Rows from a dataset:
● ● ● ● ● ● ●

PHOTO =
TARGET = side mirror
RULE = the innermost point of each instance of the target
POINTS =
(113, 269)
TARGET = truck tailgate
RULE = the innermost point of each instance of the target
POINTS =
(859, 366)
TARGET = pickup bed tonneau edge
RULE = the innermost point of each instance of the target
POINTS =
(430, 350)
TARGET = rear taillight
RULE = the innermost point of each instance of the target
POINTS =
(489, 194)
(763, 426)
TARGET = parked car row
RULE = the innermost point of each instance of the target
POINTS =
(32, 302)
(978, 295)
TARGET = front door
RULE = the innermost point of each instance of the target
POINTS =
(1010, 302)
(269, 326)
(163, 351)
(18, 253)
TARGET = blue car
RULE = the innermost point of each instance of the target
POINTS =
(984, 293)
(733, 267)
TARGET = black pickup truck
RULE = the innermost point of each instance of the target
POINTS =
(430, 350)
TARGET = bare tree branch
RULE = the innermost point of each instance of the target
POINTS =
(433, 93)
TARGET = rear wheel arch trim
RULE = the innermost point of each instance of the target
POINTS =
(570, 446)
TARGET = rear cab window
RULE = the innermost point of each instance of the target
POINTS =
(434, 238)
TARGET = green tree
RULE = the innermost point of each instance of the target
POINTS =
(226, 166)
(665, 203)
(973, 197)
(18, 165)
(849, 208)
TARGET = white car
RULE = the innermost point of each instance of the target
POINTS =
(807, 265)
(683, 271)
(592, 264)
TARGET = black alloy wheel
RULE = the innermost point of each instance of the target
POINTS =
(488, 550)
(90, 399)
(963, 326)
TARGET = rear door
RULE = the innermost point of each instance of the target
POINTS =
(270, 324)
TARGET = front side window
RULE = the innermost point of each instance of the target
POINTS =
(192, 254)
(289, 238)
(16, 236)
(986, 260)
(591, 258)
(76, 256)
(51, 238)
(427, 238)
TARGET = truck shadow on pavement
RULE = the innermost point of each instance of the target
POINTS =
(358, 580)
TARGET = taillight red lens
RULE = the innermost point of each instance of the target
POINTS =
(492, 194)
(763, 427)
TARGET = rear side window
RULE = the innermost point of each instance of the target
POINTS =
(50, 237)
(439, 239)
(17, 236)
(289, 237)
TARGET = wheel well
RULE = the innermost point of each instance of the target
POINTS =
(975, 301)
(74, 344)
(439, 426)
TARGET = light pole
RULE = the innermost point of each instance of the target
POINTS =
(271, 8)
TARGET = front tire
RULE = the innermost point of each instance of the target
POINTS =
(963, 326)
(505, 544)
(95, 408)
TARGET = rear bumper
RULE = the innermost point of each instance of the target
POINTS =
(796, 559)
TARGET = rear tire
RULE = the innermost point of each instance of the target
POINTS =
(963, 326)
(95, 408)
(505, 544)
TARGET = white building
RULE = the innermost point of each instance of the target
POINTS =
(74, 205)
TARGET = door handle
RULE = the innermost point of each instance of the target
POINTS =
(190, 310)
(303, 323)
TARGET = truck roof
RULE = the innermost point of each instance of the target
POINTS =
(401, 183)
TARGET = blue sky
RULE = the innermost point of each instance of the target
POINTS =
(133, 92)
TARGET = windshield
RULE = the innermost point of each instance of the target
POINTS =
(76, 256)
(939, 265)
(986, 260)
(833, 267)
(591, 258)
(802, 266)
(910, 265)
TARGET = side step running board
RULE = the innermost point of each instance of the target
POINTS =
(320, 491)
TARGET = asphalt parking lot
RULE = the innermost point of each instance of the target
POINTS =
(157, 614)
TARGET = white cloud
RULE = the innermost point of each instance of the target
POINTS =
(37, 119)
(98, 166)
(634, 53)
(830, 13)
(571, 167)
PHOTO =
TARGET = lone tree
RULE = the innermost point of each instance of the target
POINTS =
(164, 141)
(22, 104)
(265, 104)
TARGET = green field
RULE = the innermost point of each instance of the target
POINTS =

● ● ● ● ● ● ●

#### [WRITTEN REQUEST]
Reproduce every line of the data verbatim.

#### [SOLVED PROBLEM]
PHOTO =
TARGET = side mirror
RULE = the innermost point of each instance of the target
POINTS =
(113, 269)
TARGET = truck tailgate
RULE = the innermost point of each instance of the target
POINTS =
(859, 366)
TARGET = pickup bed tonneau edge
RULE = the innermost point of each instance of the target
POINTS =
(430, 350)
TARGET = rear taillight
RULE = the innermost point of each instance of the target
POINTS =
(489, 194)
(763, 426)
TARGET = parked car row
RULE = the innermost point of each instance of the target
POINTS =
(32, 302)
(978, 295)
TARGET = front door
RULE = the innermost point of each instance of the target
POINTS =
(1010, 302)
(269, 326)
(163, 351)
(18, 253)
TARGET = blue car
RULE = the innermost point of each instance of the target
POINTS =
(984, 293)
(733, 267)
TARGET = black pickup truck
RULE = the innermost point of each instance of the target
POINTS =
(430, 350)
TARGET = bare tree branch
RULE = the innermost point of each instance of the target
POINTS =
(433, 93)
TARGET = rear wheel arch trim
RULE = the innermost point of each instance of the target
POINTS =
(570, 446)
TARGET = rear cab window
RULE = the innermost point of each instance of the target
POINTS =
(434, 238)
TARGET = green tree
RULE = the innermost point of each instance of the target
POINTS =
(226, 166)
(665, 203)
(973, 197)
(18, 165)
(849, 208)
TARGET = white car
RULE = the innermost point of each instance of the target
POINTS =
(807, 265)
(683, 271)
(592, 264)
TARGET = black alloy wheel
RULE = the innermost point of each instance of the target
POINTS =
(488, 550)
(90, 399)
(963, 326)
TARGET = rear door
RULE = the innermost point of each instance of the target
POINTS =
(270, 324)
TARGET = front side window
RULE = the innermost point of each instance of the target
POINTS =
(192, 254)
(289, 238)
(16, 236)
(986, 260)
(591, 258)
(76, 256)
(51, 238)
(427, 238)
TARGET = truck shadow on pavement
RULE = the innermost point of each instance of the target
POINTS =
(358, 580)
TARGET = taillight red lens
RULE = the innermost point of each instance of the target
POINTS =
(492, 194)
(763, 427)
TARGET = rear side window
RULE = the innermost point of each instance of the target
POINTS =
(50, 237)
(439, 239)
(17, 236)
(289, 237)
TARGET = wheel well
RULE = the innermost point of each instance of the target
POINTS =
(975, 301)
(74, 344)
(439, 426)
TARGET = light pole
RULE = the innermost point of each instance of the target
POINTS =
(271, 8)
TARGET = front tire
RULE = the innermost point of each instance of the target
POINTS =
(963, 326)
(505, 544)
(95, 408)
TARGET = rear bumper
RULE = the innermost point of each instance of the target
POINTS =
(796, 559)
TARGET = rear tire
RULE = the innermost point of each instance of the target
POINTS =
(963, 326)
(95, 408)
(505, 544)
TARGET = white building
RULE = the innermost point of each instance of the target
POINTS =
(74, 205)
TARGET = door handle
RULE = the innermost point of each instance of the target
POINTS =
(190, 310)
(303, 323)
TARGET = truck roof
RULE = the innermost point of each instance of the target
POINTS =
(401, 183)
TARGET = blue sky
RULE = the innermost point of each instance of the target
POINTS =
(133, 92)
TARGET = windshield
RULE = the innermost point of each instance of the target
POINTS =
(76, 256)
(939, 265)
(986, 260)
(833, 267)
(591, 258)
(802, 266)
(910, 265)
TARGET = side step running board
RULE = the innermost point of each instance of the target
POINTS =
(320, 491)
TARGET = asphalt parking lot
RULE = the innermost point of each instance of the target
POINTS =
(157, 614)
TARGET = white cloud
RULE = the innermost point of each instance of the target
POINTS =
(37, 119)
(98, 166)
(634, 53)
(830, 13)
(571, 167)
PHOTO =
TARGET = lone tree
RULE = the innermost point of each instance of the target
POINTS =
(164, 141)
(22, 104)
(265, 104)
TARGET = green field
RULE = the innermost point of each instance of the target
POINTS =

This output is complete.